Find every line in the items below that contains the string "whereabouts" and copy each of those lines.

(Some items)

_ _ _ _ _

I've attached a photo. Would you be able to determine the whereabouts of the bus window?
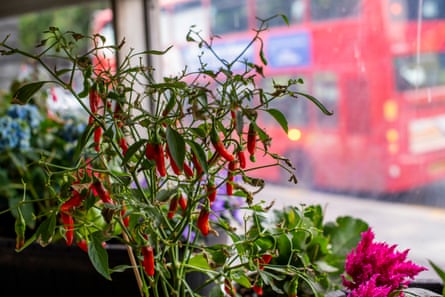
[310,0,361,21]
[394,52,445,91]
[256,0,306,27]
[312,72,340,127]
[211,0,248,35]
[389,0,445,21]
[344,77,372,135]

_ _ _ _ _

COMPLETED EXERCISE —
I've attached a photo. Would you be able to determine the whereabouts of the bus window?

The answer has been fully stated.